Zeki Sarıhan
Her sabah ülkemizde yayımlanan gazetelere baktıkça kendi kendime “Benim bir gazetem olsaydı eğer…” diyorum. İçimden parça parça geçen bu düşünce bütünleşip “Bir gazete nasıl olmalıdır?”a gelip dayanıyor.
Bir gazetem olsaydı, işe onu benim gazetem olmaktan çıkarmakla başlardım. O, çalışanlarının yani yazar ve çizerlerinin ortak malı haline getirilir, onların seçtiği bir yönetim kurulu tarafından yönetilirdi. O artık benim değil, “bizim” gazetemiz olurdu. Bu nedenle artık hayalimdeki bu gazeteyi “Bizim gazetemiz” olarak anacağım.
Bizim gazetemizde gazetenin ilkelerine aykırı tutum alan yazarların işine ancak yönetim kurulunun kararıyla son verilirdi. Gazeteye alınacak yazarlar için de yönetim kurulu kararı gerekirdi.
Bizim gazetemiz, haberlerinde, yorumlarında herhangi bir sermaye grubunun, bir partinin, bir dinin, mezhebin ve etnik topluluğun yayın organı olmazdı. Emeği ile yaşayan halkın ve onların tarafını tutan vicdanlı aydınların sesi olurdu.
Bizim gazetemiz, haberleri ve yorumlarıyla halkı kendi çıkarları doğrultusunda bilinçlendirmeyi görev edinirdi. Bu çerçevede yazarların özgürlüğü sınırsız olurdu. Hatta gazete yazarları birbirlerini eleştirebilirdi.
Bizim gazetemiz yalan haber yazmazdı. Haberleri çarpıtmazdı. Doğrulara, gerçeklere dayanmayı ilke edinirdi. Yanlışlıkla bir kişiye, gruba veya partiye haksızlık yaptığında bunu hemen düzeltme yoluna giderdi.
Bizim gazetemiz iktidar ne söylerse tersini savunmaz veya iktidar ne yaparsa gözü kapalı olarak onu alkışlamazdı. Doğruya doğru, eğriye eğri derdi. Yapılan bir işin, söylenen bir sözün halkın çıkarlarına uygun olup olmadığına bakardı. Öyle bir yayın politikası güderdi ki okuyucuları “Bu gazete yazıyorsa doğrudur” derlerdi.
Bizim gazetemiz, şöyle bir insana benzerdi: Bilgili ama bildiklerini yüksek sesle değil, alçak sesle söyleyen, bildikleriyle yetinmeyip kendini yenilemeye çalışan, sömürücülere ve zalimlere karşı, mazlumlardan yana, kimsenin hakkını yemeyen, güçlüler karşısında boyun eğmeyen ve susmayan, güvenilir bir insan.
Bizim gazetemiz, inanç sömürüsü yapmazdı. Din ve vicdan özgürlüğüne saygılı olurdu. Hiçbir milleti, dini, mezhebi aşağılamazdı. Kendi milleti gibi bütün milletlerin özgür ve bağımsız yaşama hakkını savunurdu.

> Kayıtlı Bilgiler:

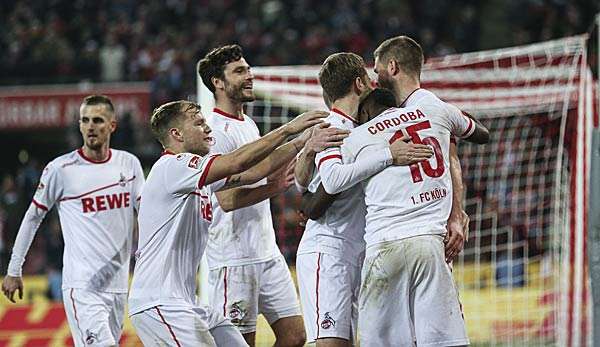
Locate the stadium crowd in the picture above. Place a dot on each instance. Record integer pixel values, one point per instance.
(130, 40)
(160, 41)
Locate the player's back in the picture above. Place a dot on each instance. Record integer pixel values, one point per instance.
(340, 230)
(406, 201)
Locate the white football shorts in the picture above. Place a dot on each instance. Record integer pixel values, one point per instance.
(408, 296)
(95, 318)
(240, 293)
(180, 326)
(329, 296)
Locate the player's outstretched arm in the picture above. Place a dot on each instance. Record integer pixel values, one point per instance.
(314, 205)
(337, 177)
(252, 153)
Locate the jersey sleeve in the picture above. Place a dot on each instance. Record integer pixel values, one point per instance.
(223, 142)
(49, 189)
(138, 182)
(337, 176)
(187, 172)
(461, 125)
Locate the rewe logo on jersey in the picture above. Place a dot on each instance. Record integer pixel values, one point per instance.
(105, 202)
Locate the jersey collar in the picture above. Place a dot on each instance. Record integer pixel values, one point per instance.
(403, 104)
(80, 151)
(335, 110)
(225, 114)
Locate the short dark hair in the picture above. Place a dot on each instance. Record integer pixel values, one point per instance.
(166, 115)
(377, 101)
(213, 64)
(407, 53)
(98, 99)
(339, 72)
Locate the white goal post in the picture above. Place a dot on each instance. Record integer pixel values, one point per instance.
(524, 276)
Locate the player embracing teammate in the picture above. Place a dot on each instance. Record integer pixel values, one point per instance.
(385, 210)
(407, 294)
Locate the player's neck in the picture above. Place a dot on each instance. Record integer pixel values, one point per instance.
(100, 154)
(233, 108)
(347, 105)
(404, 88)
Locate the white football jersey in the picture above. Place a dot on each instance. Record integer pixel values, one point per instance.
(95, 203)
(175, 212)
(406, 201)
(340, 231)
(246, 235)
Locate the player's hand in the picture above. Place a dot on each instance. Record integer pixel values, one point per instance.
(409, 153)
(10, 285)
(324, 137)
(304, 121)
(458, 231)
(283, 178)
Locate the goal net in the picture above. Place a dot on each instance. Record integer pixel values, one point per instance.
(523, 276)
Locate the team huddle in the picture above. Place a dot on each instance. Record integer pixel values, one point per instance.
(381, 189)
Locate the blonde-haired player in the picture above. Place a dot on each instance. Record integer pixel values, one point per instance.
(175, 212)
(332, 247)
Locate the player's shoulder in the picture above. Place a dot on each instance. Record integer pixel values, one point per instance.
(427, 97)
(337, 121)
(184, 159)
(64, 160)
(125, 155)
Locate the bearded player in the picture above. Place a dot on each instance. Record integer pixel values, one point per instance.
(332, 247)
(407, 291)
(96, 190)
(248, 274)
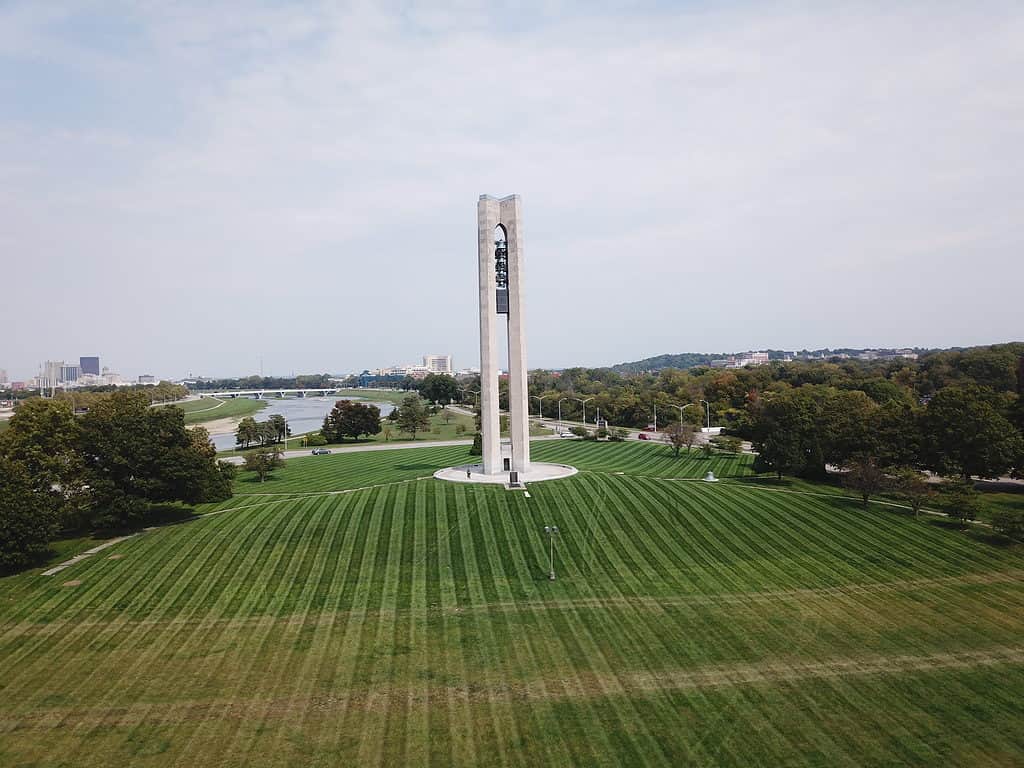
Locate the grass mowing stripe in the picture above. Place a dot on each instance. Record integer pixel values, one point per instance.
(276, 562)
(724, 576)
(464, 731)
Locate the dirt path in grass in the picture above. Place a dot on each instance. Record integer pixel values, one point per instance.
(269, 499)
(736, 599)
(530, 689)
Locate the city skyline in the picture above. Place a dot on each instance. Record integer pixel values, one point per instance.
(686, 166)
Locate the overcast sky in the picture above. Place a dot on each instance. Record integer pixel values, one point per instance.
(190, 188)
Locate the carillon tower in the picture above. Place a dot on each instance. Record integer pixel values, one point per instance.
(500, 241)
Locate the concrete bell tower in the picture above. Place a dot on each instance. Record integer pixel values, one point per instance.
(500, 241)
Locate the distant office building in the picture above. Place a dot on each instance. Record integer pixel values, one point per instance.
(49, 376)
(741, 360)
(437, 364)
(89, 366)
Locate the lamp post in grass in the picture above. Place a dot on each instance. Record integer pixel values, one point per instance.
(552, 531)
(708, 406)
(584, 408)
(540, 403)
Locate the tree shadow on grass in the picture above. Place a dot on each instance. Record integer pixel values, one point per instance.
(254, 480)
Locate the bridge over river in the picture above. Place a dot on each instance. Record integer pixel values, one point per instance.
(261, 393)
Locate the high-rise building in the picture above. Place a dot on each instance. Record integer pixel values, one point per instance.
(49, 377)
(70, 374)
(437, 364)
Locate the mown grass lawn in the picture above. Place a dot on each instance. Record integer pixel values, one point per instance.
(315, 621)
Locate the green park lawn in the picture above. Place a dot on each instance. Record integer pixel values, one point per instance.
(353, 610)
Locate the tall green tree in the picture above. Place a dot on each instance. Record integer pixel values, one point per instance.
(43, 439)
(966, 435)
(280, 425)
(135, 456)
(413, 415)
(913, 487)
(679, 436)
(351, 419)
(864, 477)
(248, 432)
(439, 388)
(28, 516)
(263, 462)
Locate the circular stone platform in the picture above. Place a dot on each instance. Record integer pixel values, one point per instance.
(538, 471)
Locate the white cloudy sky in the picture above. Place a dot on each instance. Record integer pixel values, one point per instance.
(193, 186)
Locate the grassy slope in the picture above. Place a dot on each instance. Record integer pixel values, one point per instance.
(413, 624)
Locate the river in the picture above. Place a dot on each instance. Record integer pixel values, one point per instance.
(303, 415)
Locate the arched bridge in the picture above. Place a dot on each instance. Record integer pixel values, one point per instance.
(261, 393)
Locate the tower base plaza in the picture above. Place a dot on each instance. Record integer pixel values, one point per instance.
(538, 472)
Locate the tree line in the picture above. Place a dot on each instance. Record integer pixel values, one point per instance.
(107, 469)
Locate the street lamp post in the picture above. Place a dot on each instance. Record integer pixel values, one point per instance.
(552, 531)
(540, 403)
(584, 408)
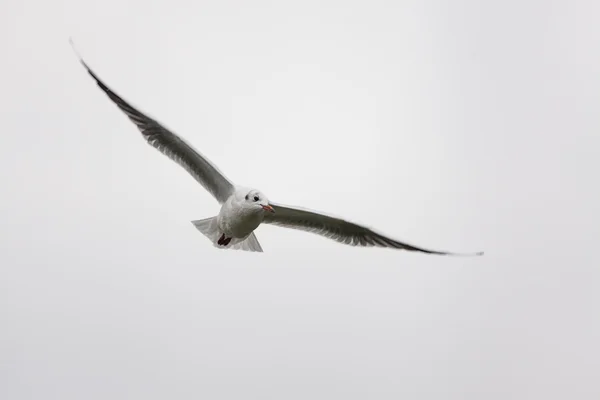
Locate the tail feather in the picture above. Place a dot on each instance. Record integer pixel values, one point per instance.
(209, 228)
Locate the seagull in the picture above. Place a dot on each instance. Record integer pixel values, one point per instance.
(244, 209)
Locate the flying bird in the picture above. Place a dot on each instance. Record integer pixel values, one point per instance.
(244, 209)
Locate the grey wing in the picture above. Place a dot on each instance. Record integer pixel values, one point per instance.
(172, 146)
(340, 230)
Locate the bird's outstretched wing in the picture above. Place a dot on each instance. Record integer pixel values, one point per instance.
(171, 145)
(340, 230)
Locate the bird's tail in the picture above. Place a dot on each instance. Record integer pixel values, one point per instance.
(210, 229)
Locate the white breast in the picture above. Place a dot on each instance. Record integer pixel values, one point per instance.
(237, 221)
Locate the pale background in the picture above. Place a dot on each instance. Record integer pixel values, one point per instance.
(459, 125)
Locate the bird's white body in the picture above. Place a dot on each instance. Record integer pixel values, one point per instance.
(243, 210)
(236, 219)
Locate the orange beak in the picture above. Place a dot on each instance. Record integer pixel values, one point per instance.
(268, 208)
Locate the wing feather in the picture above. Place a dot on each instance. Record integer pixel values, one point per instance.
(172, 146)
(340, 230)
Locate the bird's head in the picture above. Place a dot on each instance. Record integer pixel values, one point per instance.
(256, 200)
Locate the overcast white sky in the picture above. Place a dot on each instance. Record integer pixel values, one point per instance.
(462, 125)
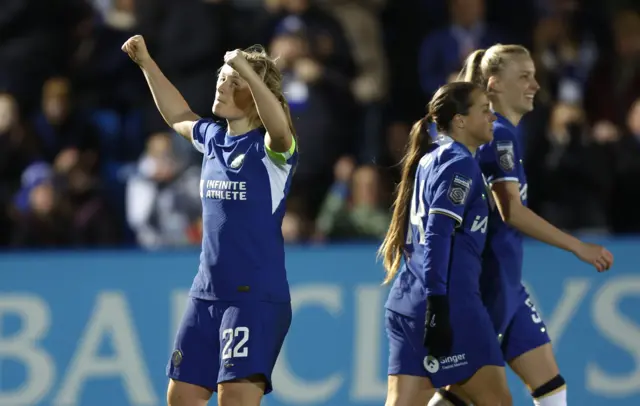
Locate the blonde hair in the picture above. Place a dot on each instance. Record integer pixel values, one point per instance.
(266, 68)
(451, 99)
(482, 64)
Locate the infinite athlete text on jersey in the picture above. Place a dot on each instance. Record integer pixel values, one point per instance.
(223, 189)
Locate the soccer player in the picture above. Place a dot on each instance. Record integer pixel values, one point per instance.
(239, 309)
(508, 74)
(438, 329)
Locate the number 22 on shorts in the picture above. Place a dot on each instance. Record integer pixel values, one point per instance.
(239, 350)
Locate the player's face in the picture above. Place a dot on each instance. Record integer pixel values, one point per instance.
(479, 121)
(519, 85)
(233, 97)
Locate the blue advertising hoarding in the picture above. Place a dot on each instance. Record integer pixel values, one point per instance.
(96, 328)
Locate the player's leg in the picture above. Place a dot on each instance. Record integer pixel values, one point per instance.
(407, 381)
(186, 394)
(193, 367)
(528, 351)
(487, 387)
(408, 390)
(452, 395)
(251, 337)
(475, 371)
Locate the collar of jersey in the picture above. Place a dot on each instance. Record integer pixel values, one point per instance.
(505, 122)
(444, 139)
(232, 139)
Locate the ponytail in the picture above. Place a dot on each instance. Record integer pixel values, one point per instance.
(472, 69)
(392, 247)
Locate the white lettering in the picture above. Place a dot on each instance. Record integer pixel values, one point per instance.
(573, 294)
(111, 318)
(367, 385)
(524, 189)
(417, 214)
(480, 224)
(291, 388)
(223, 189)
(619, 330)
(22, 346)
(179, 300)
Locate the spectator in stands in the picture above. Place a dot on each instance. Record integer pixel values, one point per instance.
(625, 212)
(163, 204)
(579, 172)
(354, 208)
(319, 102)
(444, 51)
(40, 220)
(615, 81)
(63, 132)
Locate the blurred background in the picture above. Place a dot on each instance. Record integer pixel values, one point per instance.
(87, 162)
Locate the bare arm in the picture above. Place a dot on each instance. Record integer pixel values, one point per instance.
(170, 103)
(272, 115)
(520, 217)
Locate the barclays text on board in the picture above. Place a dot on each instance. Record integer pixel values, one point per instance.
(95, 329)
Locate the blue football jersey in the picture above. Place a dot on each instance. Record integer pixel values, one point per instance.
(448, 182)
(501, 161)
(243, 187)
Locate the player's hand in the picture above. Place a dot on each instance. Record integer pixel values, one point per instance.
(438, 337)
(238, 62)
(596, 255)
(136, 48)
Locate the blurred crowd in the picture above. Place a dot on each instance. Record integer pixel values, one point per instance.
(85, 159)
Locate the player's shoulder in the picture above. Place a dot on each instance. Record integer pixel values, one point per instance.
(452, 160)
(207, 124)
(504, 139)
(503, 132)
(455, 155)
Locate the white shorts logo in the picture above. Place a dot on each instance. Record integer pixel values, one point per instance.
(431, 364)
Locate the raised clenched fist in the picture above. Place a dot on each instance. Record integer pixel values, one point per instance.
(136, 48)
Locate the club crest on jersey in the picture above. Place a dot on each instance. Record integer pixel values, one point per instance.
(506, 155)
(459, 189)
(237, 161)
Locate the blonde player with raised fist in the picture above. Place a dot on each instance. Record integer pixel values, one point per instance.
(239, 310)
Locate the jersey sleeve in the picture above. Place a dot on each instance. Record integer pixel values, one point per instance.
(283, 158)
(498, 158)
(450, 190)
(449, 197)
(203, 130)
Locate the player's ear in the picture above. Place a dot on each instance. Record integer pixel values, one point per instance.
(458, 121)
(493, 84)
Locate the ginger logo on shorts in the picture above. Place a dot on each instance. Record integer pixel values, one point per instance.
(176, 358)
(433, 365)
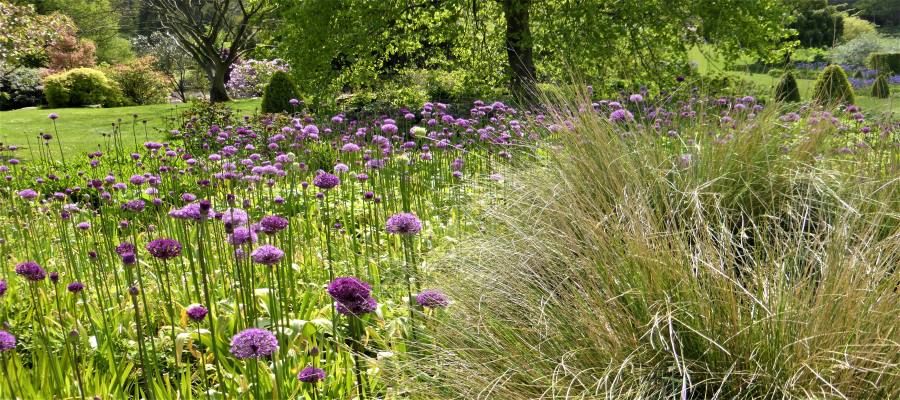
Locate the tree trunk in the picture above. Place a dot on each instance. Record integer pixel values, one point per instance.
(519, 48)
(217, 92)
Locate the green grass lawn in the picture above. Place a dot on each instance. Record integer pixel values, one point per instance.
(709, 62)
(81, 129)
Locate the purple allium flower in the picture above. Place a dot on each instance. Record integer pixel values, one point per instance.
(196, 312)
(349, 290)
(134, 205)
(621, 115)
(124, 248)
(235, 216)
(7, 341)
(432, 299)
(31, 270)
(253, 343)
(75, 287)
(28, 194)
(389, 128)
(242, 235)
(311, 375)
(326, 181)
(273, 223)
(404, 224)
(129, 259)
(164, 248)
(357, 308)
(267, 255)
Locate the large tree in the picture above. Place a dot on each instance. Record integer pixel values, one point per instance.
(334, 44)
(214, 32)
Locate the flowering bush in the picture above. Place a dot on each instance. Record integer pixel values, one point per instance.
(249, 78)
(80, 87)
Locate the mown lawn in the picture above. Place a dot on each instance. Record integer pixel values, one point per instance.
(83, 129)
(708, 62)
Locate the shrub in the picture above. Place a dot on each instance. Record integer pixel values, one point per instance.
(249, 78)
(885, 62)
(80, 87)
(20, 87)
(67, 51)
(739, 272)
(832, 87)
(881, 89)
(786, 90)
(278, 94)
(856, 51)
(855, 27)
(139, 82)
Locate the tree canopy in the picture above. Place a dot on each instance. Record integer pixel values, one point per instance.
(336, 45)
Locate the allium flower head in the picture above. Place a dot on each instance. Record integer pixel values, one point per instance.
(28, 194)
(253, 343)
(196, 312)
(242, 235)
(348, 289)
(432, 299)
(311, 375)
(124, 248)
(621, 115)
(7, 341)
(164, 248)
(267, 255)
(357, 308)
(326, 181)
(404, 224)
(137, 205)
(75, 287)
(235, 216)
(273, 223)
(31, 270)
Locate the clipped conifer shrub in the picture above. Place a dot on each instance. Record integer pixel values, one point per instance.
(278, 94)
(833, 87)
(786, 90)
(880, 88)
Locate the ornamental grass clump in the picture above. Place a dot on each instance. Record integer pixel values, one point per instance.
(765, 267)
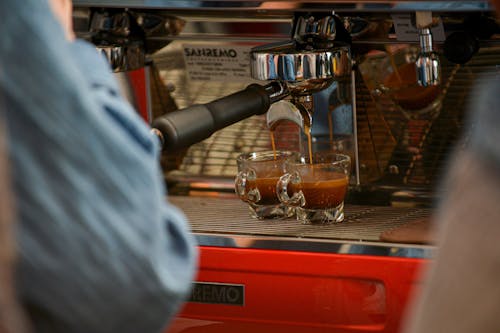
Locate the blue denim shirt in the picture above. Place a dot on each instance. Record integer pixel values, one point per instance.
(100, 248)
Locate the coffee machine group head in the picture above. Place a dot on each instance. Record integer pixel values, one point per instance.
(317, 55)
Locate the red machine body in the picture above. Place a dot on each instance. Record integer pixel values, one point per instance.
(298, 292)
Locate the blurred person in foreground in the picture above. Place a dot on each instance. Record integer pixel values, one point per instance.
(100, 249)
(461, 290)
(11, 315)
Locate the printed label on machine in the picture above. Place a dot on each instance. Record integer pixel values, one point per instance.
(218, 293)
(216, 62)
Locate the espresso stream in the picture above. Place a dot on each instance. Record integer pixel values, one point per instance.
(322, 189)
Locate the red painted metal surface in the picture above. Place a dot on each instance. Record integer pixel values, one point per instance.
(138, 80)
(302, 292)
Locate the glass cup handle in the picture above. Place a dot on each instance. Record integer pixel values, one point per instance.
(242, 190)
(297, 198)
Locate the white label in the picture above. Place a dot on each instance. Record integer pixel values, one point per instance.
(407, 32)
(216, 62)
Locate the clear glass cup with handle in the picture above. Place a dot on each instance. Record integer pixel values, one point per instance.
(316, 189)
(255, 184)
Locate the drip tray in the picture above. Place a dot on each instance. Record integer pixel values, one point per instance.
(230, 216)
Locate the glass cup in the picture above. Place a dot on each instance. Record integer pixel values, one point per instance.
(316, 189)
(255, 184)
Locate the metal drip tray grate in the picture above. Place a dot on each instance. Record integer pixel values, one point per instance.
(231, 216)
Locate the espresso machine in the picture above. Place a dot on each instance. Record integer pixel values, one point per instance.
(386, 82)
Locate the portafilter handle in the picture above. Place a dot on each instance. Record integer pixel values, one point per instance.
(182, 128)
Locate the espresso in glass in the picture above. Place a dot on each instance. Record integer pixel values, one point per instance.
(317, 189)
(255, 184)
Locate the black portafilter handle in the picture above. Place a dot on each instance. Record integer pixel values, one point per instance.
(182, 128)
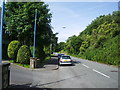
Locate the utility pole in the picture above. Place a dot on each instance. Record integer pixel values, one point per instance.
(1, 30)
(34, 47)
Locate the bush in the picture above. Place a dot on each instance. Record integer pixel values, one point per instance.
(13, 48)
(23, 55)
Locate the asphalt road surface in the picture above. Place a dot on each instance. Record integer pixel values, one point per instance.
(83, 74)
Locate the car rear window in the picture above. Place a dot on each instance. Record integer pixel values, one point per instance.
(65, 57)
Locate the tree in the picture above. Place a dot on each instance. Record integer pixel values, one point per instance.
(13, 48)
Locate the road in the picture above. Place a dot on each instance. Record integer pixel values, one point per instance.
(83, 74)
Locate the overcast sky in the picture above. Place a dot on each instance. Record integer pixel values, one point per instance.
(71, 18)
(74, 17)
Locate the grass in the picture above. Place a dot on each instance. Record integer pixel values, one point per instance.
(28, 65)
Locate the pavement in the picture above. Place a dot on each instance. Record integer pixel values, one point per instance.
(83, 74)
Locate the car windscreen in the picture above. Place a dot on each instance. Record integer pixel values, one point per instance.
(66, 57)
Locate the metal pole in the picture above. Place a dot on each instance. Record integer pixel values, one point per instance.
(2, 21)
(34, 47)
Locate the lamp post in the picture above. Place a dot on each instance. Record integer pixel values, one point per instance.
(34, 47)
(2, 21)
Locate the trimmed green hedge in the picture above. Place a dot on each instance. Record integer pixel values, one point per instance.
(13, 48)
(23, 55)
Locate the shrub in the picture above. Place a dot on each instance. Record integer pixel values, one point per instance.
(23, 55)
(13, 48)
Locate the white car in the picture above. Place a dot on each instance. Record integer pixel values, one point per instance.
(65, 59)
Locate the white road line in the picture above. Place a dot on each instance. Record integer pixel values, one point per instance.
(101, 73)
(85, 66)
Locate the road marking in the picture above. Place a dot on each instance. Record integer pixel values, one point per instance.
(85, 66)
(101, 73)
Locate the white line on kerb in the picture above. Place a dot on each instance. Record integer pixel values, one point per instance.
(101, 73)
(85, 66)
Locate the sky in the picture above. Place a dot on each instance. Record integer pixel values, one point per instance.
(71, 18)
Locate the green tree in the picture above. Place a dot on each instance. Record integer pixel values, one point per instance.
(13, 48)
(20, 23)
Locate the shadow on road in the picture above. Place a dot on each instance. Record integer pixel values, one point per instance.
(25, 87)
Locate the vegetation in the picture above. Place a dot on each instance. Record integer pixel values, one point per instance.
(99, 41)
(13, 48)
(23, 55)
(20, 25)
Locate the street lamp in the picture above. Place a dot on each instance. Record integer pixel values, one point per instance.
(34, 47)
(2, 21)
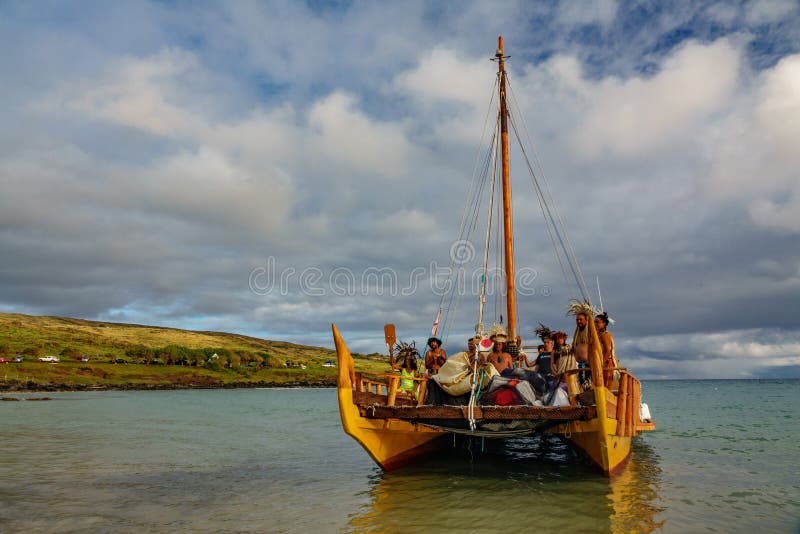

> Alıştırma A:
Okuma metnine göre aşağıdaki soruları cevaplayın.
(i) Gazetenin ilkelerine aykırı tutum alan yazarların işine ancak neyle son verilirdi?
(ii) Gazete yanlışlıkla bir kişiye, gruba veya partiye haksızlık yaptığında ne yapardı?
(iii) Okuyucular gazete için ne derlerdi?
> Alıştırma B:
Listede "Locate the street lamp in" ifadesini içeren satırdan listenin sonuna kadar her şeyi "street lamp" yerine "lamppost" koyarak güncelleyip yeniden yazın. Başka hiçbir şeyi değiştirmeyin ve resimleri cevaba almayın.

> Yazılı Cevap A:
(i) Yönetim kurulunun kararıyla.
(ii) Bunu hemen düzeltme yoluna giderdi.
(iii) "Bu gazete yazıyorsa doğrudur" derlerdi.

> Yazılı Cevap B:
Locate the lamppost in the picture above. Place a dot on each instance. Record integer pixel values, one point per instance.
(34, 47)
(2, 21)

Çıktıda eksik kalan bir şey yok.